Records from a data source
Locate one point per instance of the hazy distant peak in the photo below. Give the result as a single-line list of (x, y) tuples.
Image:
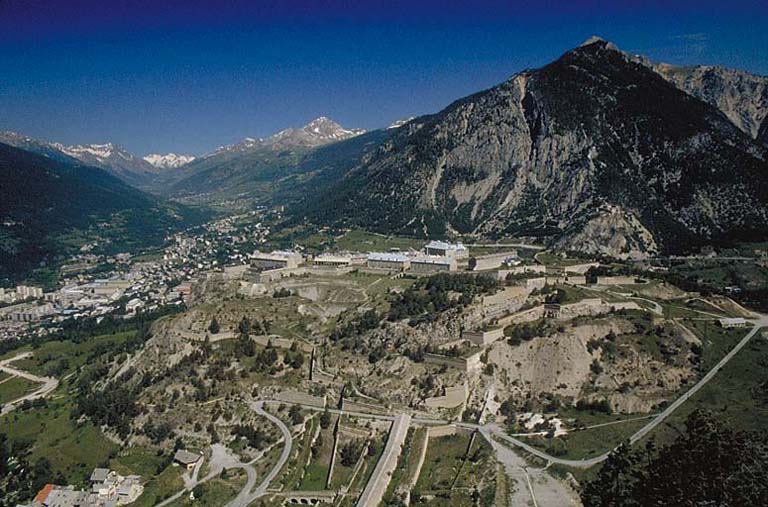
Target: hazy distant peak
[(595, 39), (316, 133), (400, 123), (169, 160)]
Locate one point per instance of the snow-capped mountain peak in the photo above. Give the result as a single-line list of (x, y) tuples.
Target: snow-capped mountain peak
[(316, 133), (400, 123), (169, 160)]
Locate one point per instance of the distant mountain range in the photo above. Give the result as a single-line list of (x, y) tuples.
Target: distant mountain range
[(169, 160), (115, 159), (258, 168), (52, 205), (599, 151)]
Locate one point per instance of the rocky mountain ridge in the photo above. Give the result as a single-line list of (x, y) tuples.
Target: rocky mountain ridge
[(169, 160), (111, 157), (595, 151)]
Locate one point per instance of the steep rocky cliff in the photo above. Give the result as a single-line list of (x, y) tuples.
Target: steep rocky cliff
[(595, 151), (741, 96)]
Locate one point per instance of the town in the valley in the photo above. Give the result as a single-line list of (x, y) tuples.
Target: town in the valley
[(237, 367)]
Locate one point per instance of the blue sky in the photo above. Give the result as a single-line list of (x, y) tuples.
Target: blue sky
[(161, 76)]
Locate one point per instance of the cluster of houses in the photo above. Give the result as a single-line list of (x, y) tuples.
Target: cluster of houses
[(21, 293), (107, 489)]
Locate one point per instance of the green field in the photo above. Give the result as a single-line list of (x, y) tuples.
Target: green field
[(73, 447), (316, 472), (405, 471), (14, 388), (363, 241), (452, 471), (586, 443)]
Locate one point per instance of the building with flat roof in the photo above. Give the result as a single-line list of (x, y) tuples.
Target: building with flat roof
[(276, 259), (493, 261), (388, 260), (455, 250), (732, 322), (339, 259), (433, 264), (187, 459)]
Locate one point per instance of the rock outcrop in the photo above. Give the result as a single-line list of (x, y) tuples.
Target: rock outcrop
[(595, 151)]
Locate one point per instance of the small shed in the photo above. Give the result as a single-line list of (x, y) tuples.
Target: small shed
[(187, 459)]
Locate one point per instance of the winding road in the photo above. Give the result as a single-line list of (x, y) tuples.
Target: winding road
[(494, 430), (48, 383)]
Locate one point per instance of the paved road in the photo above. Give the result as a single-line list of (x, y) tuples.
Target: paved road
[(379, 480), (642, 432), (221, 458), (48, 383), (505, 245), (258, 407), (759, 322)]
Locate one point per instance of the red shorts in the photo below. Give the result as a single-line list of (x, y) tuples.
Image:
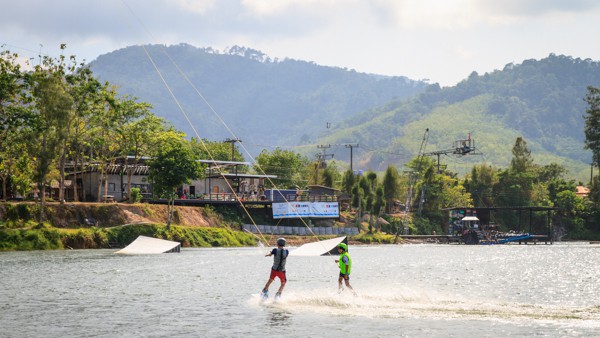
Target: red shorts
[(278, 274)]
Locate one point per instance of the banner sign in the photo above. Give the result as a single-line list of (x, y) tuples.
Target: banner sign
[(306, 209)]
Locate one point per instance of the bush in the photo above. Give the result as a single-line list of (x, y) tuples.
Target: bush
[(135, 195)]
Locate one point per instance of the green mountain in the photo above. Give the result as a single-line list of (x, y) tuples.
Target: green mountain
[(313, 109), (243, 93), (540, 100)]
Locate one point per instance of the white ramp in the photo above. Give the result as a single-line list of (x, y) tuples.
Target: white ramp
[(149, 245), (320, 248)]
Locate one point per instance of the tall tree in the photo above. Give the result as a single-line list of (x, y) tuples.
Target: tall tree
[(592, 123), (391, 186), (13, 116), (172, 165), (286, 164), (51, 107)]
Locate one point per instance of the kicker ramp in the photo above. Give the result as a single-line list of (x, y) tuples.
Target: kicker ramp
[(148, 245), (320, 248)]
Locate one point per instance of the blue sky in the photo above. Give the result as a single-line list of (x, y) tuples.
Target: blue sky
[(439, 40)]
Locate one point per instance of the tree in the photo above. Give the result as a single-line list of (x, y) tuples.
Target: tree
[(172, 165), (138, 138), (348, 181), (522, 161), (391, 186), (285, 164), (592, 123), (13, 116), (50, 112)]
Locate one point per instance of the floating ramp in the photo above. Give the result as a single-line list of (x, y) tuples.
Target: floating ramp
[(321, 248), (515, 238), (148, 245)]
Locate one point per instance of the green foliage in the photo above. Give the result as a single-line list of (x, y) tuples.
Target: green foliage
[(279, 101), (285, 164), (135, 195), (592, 123), (377, 237)]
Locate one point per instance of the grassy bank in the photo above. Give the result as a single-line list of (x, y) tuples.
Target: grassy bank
[(49, 238)]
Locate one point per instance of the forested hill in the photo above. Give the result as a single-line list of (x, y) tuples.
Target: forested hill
[(540, 100), (265, 102)]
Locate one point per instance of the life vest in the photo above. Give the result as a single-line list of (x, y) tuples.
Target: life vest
[(343, 266), (279, 259)]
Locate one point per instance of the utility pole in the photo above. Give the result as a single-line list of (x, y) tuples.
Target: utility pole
[(232, 141), (320, 159), (351, 146)]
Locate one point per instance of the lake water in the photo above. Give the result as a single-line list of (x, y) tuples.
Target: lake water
[(403, 291)]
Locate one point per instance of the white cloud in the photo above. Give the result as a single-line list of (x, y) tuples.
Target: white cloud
[(196, 6)]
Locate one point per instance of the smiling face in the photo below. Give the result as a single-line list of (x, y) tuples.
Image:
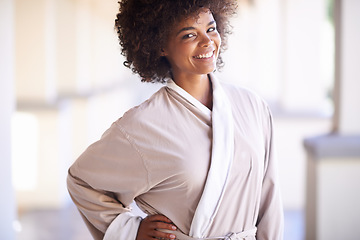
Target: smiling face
[(193, 46)]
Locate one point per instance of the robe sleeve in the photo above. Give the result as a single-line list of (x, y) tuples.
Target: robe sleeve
[(270, 220), (104, 181)]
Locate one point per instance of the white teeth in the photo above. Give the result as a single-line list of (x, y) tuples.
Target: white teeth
[(207, 55)]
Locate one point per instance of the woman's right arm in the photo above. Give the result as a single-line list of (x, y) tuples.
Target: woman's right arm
[(105, 180)]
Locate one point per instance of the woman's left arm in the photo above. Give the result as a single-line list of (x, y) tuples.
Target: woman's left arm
[(270, 221)]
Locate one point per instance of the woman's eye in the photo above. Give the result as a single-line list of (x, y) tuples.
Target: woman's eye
[(190, 35), (212, 29)]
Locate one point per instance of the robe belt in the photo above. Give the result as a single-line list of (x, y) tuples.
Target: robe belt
[(231, 236)]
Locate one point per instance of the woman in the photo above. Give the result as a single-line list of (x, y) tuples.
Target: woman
[(197, 157)]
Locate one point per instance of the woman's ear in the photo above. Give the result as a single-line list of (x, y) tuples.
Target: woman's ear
[(163, 53)]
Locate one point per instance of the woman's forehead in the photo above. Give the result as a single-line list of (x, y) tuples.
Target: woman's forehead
[(202, 17)]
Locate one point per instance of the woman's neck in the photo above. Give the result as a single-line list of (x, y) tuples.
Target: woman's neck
[(199, 87)]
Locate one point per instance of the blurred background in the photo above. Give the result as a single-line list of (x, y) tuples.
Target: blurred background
[(63, 83)]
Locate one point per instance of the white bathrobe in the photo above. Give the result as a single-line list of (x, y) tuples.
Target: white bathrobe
[(210, 172)]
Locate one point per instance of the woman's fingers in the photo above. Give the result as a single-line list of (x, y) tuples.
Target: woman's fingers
[(151, 226)]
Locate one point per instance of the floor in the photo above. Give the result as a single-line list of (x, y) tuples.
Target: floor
[(67, 224)]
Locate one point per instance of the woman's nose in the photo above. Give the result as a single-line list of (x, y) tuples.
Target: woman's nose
[(206, 41)]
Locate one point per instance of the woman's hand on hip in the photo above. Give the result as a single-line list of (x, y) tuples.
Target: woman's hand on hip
[(149, 228)]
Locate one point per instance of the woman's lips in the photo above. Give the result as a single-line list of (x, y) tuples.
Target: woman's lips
[(205, 55)]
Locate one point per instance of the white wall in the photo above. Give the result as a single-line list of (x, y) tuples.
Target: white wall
[(7, 104)]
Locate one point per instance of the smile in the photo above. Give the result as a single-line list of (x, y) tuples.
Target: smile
[(206, 55)]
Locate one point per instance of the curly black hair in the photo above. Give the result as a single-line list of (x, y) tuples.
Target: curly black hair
[(143, 27)]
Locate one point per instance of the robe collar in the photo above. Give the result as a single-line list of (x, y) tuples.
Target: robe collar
[(221, 156)]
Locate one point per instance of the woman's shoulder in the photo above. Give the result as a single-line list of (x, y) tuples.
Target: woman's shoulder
[(240, 94), (145, 111)]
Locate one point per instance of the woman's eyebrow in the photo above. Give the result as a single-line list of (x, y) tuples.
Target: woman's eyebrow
[(192, 28)]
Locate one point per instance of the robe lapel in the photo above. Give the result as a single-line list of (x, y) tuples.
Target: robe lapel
[(221, 157)]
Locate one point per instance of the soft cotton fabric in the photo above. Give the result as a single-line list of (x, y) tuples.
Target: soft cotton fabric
[(159, 154)]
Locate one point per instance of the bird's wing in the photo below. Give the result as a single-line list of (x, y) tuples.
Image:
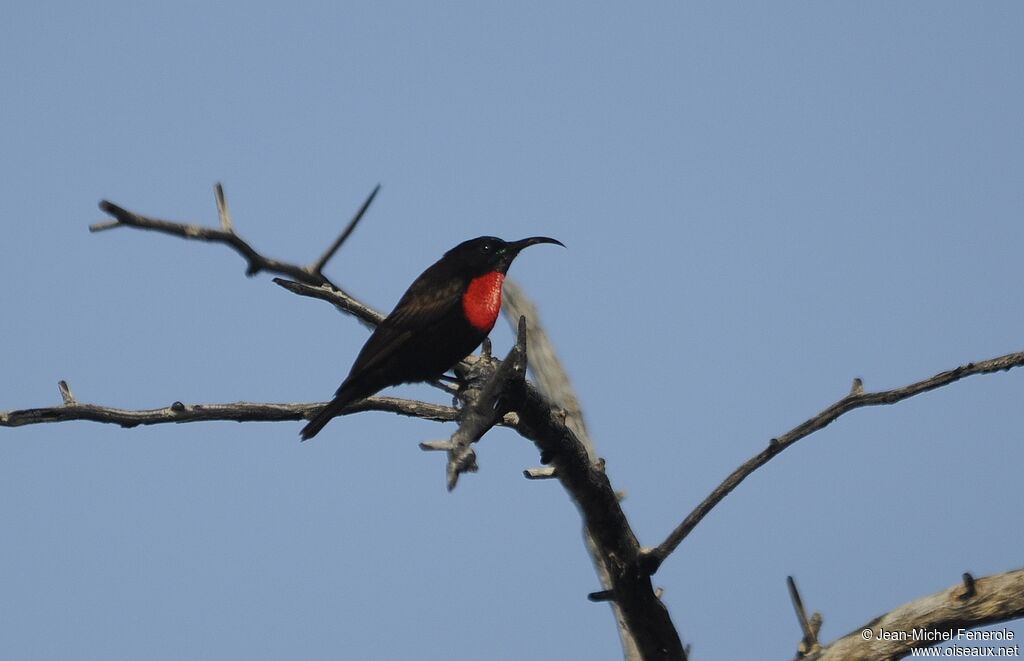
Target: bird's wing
[(420, 310)]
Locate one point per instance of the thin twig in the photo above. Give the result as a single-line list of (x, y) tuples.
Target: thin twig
[(222, 210), (932, 620), (238, 411), (317, 267), (255, 262), (335, 297), (856, 399)]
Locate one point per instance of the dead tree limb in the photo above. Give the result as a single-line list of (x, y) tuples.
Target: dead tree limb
[(857, 398), (944, 616)]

> [Problem details] Repeat the records above word for word, from their first line through the line that contains "[(595, 39), (316, 133), (400, 123), (169, 160)]", including both of those lines. Leave the pictures out of your answer.

> [Answer to this exercise]
Locate one point per instance of the hazy distant peak in the photo below. Give the result as a single-line list of (x, y) tuples.
Image:
Target: hazy distant peak
[(595, 39), (316, 133), (400, 123), (169, 160)]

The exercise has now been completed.